Just the Facts: S&P’s $2 Trillion Mistake

By: John Bellows
8/6/2011

 

In a document provided to Treasury on Friday afternoon, Standard and Poor’s (S&P) presented a judgment about the credit rating of the U.S. that was based on a $2 trillion mistake. After Treasury pointed out this error – a basic math error of significant consequence – S&P still chose to proceed with their flawed judgment by simply changing their principal rationale for their credit rating decision from an economic one to a political one.

S&P has said their decision to downgrade the U.S. was based in part on the fact that the Budget Control Act, which will reduce projected deficits by more than $2 trillion over the next 10 years, fell short of their $4 trillion expectation for deficit reduction. Clearly, in that context, S&P considers a $2 trillion change to projected deficits to be very significant. Yet, although S&P’s math error understated the deficit reduction in the Budget Control Act by $2 trillion, they found this same sum insignificant in this instance.

In fact, S&P’s $2 trillion mistake led to a very misleading picture of debt sustainability – the foundation for their initial judgment. This mistake undermined the economic justification for S&P’s credit rating decision. Yet after acknowledging their mistake, S&P simply removed a prominent discussion of the economic justification from their document.

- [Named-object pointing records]
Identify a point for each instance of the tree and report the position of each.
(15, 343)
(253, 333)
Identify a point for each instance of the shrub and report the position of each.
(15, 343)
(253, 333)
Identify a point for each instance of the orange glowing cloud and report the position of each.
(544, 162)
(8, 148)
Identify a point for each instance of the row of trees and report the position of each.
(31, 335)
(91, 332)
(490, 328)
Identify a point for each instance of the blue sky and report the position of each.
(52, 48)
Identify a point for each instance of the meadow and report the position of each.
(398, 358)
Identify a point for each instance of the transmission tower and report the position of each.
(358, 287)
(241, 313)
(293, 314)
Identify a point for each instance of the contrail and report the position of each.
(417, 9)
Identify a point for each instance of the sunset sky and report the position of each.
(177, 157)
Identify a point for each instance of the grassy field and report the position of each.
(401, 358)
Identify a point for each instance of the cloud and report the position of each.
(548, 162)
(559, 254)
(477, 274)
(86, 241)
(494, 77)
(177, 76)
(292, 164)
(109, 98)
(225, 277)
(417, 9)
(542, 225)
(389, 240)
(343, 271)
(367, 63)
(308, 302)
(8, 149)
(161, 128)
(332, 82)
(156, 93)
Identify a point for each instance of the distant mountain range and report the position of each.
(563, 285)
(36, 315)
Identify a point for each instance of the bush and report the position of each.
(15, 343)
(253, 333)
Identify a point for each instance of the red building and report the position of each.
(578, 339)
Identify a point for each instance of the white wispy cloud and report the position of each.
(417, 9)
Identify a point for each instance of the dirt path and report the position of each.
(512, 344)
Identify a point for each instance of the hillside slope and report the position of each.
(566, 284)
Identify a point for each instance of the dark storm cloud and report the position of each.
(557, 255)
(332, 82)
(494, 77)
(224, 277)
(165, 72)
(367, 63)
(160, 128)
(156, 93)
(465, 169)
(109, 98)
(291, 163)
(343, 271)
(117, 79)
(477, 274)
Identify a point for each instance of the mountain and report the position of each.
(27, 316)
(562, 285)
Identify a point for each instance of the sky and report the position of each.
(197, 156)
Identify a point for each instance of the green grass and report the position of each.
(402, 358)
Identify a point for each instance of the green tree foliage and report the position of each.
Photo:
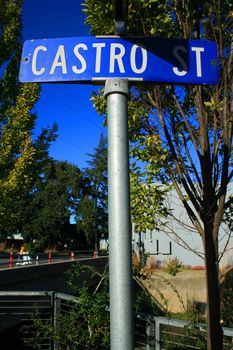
(84, 324)
(20, 155)
(47, 209)
(184, 133)
(91, 215)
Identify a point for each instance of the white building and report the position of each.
(177, 237)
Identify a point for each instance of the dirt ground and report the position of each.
(177, 293)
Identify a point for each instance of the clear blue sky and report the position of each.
(67, 104)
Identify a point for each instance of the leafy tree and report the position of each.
(91, 215)
(191, 126)
(47, 209)
(20, 155)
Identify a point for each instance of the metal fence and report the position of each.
(17, 310)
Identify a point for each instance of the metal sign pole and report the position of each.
(120, 266)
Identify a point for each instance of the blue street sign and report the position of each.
(95, 59)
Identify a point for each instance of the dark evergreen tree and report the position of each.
(48, 208)
(20, 155)
(91, 215)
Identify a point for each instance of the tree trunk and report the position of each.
(214, 328)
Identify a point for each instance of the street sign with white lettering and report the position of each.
(95, 59)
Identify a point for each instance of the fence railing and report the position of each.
(17, 310)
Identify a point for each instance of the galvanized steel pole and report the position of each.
(121, 318)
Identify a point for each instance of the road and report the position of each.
(42, 258)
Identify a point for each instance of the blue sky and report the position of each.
(67, 104)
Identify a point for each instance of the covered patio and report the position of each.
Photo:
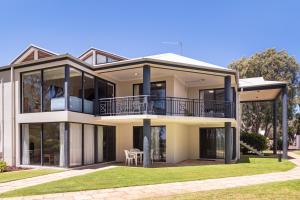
(180, 101)
(260, 90)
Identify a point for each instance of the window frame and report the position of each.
(66, 88)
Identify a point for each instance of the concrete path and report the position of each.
(158, 190)
(12, 185)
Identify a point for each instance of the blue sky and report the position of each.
(214, 31)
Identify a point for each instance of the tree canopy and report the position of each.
(271, 65)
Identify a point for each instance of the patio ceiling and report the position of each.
(189, 78)
(258, 89)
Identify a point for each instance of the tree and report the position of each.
(271, 65)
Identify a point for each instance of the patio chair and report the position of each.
(128, 158)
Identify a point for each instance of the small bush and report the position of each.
(3, 166)
(257, 141)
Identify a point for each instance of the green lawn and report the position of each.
(16, 175)
(130, 176)
(271, 191)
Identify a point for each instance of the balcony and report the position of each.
(172, 106)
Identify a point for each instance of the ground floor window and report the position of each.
(212, 143)
(41, 144)
(45, 144)
(158, 141)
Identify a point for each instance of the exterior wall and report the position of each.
(182, 141)
(125, 88)
(6, 116)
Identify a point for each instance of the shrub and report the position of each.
(3, 166)
(257, 141)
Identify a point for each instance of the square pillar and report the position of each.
(147, 142)
(228, 143)
(146, 122)
(228, 113)
(284, 122)
(275, 140)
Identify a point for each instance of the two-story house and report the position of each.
(59, 110)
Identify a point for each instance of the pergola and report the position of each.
(260, 90)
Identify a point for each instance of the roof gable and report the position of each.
(32, 53)
(92, 54)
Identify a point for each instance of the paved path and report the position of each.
(158, 190)
(12, 185)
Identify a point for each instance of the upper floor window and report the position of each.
(75, 90)
(53, 89)
(100, 59)
(44, 90)
(31, 92)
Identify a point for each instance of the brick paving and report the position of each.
(158, 190)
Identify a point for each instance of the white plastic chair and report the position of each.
(129, 157)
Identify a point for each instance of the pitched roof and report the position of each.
(101, 52)
(30, 48)
(168, 59)
(258, 81)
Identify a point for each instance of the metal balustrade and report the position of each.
(173, 106)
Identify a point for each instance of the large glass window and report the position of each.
(53, 89)
(75, 144)
(43, 143)
(52, 133)
(89, 93)
(158, 94)
(158, 141)
(31, 92)
(75, 90)
(89, 147)
(212, 143)
(31, 144)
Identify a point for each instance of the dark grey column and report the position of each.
(146, 122)
(228, 143)
(284, 122)
(147, 143)
(275, 107)
(228, 113)
(67, 145)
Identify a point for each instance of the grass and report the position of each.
(22, 174)
(131, 176)
(279, 190)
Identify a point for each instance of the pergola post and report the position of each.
(275, 141)
(146, 122)
(228, 135)
(284, 122)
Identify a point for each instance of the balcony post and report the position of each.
(284, 122)
(275, 107)
(228, 113)
(146, 122)
(146, 86)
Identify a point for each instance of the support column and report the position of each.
(147, 143)
(146, 122)
(66, 145)
(228, 134)
(275, 142)
(228, 143)
(284, 122)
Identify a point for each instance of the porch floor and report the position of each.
(180, 164)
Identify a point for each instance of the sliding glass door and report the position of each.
(158, 95)
(158, 141)
(42, 144)
(212, 143)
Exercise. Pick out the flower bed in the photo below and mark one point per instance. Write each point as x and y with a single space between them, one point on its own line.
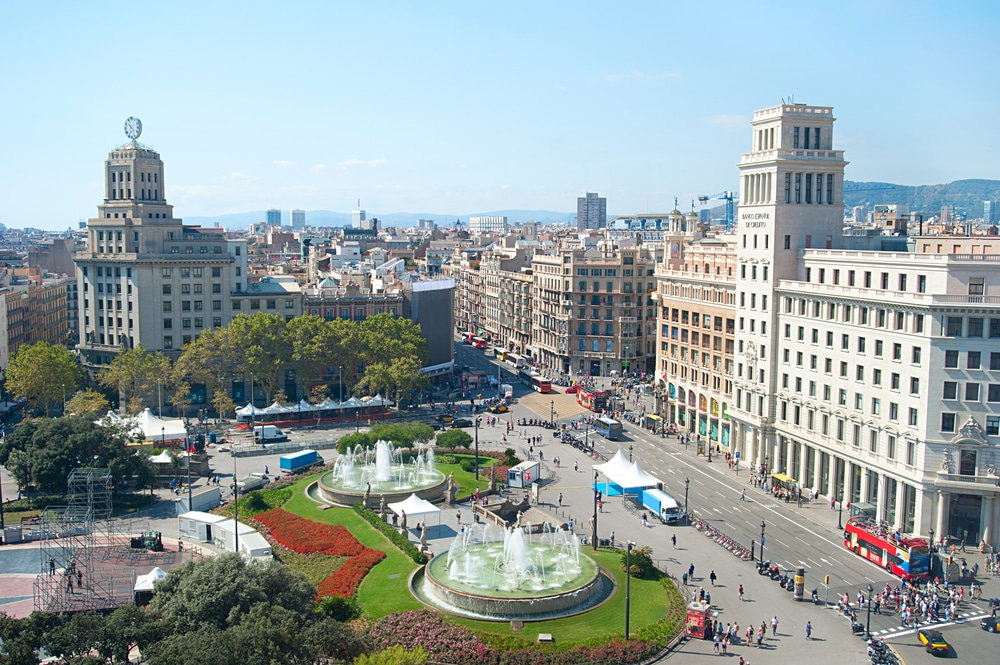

- [Tasks to complete]
1. Answer these questions about the post on S&P's $2 trillion mistake:
(a) By how much will the Budget Control Act reduce projected deficits over the next 10 years?
(b) What amount of deficit reduction did S&P expect?
(c) What did S&P remove from its document after acknowledging the mistake?
2. Reproduce the passage of the post on S&P's $2 trillion mistake from "In fact, S&P’s" to "from their document.", swapping "misleading" for "distorted".
3. Proceed with the post on S&P's $2 trillion mistake, picking up after its final sentence.

- [Answers for this exercise]
1.
(a) By more than $2 trillion.
(b) $4 trillion.
(c) A prominent discussion of the economic justification.

2.
In fact, S&P’s $2 trillion mistake led to a very distorted picture of debt sustainability – the foundation for their initial judgment. This mistake undermined the economic justification for S&P’s credit rating decision. Yet after acknowledging their mistake, S&P simply removed a prominent discussion of the economic justification from their document.

3.
In their initial, incorrect estimates, S&P projected that the debt as a share of GDP would rise rapidly through the middle of the decade, and they cited this as a primary reason for a downgrade.

In S&P’s corrected estimates – which lowered S&P’s projection of future deficits by $2 trillion over 10 years and lowered S&P’s estimate of debt as a share of GDP in 2021 by 8 percentage points – public debt is much more stable.

Note: Data are taken from the two separate versions of S&P estimates sent to Treasury on Friday.

The error came about because S&P took the amount of deficit reduction CBO calculated from the Budget Control Act and applied it to the wrong starting point, or “baseline.”

Specifically, CBO calculated that the Budget Control Act, including its discretionary caps, would save $2.1 trillion relative to a “baseline” in which current discretionary funding levels grow with inflation.

S&P incorrectly added that same $2.1 trillion in deficit reduction to an entirely different “baseline” where discretionary funding levels grow with nominal GDP over the next 10 years. Relative to this alternative “baseline,” the Budget Control Act will save more than $4 trillion over ten years – or over $2 trillion more than S&P calculated. (The baseline in which discretionary spending grows with nominal GDP is substantially higher because CBO assumes that nominal GDP grows by just under 5 percent a year on average, while inflation is around 2.5 percent a year on average.

The impact of this mistake was to dramatically overstate projected deficits—by $2 trillion over 10 years. As anybody who has followed the fiscal discussions knows, a change of this magnitude is very significant. Nonetheless, S&P did not believe a mistake of this magnitude was significant enough to warrant reconsidering their judgment, or even significant enough to warrant another day to carefully re-evaluate their analysis.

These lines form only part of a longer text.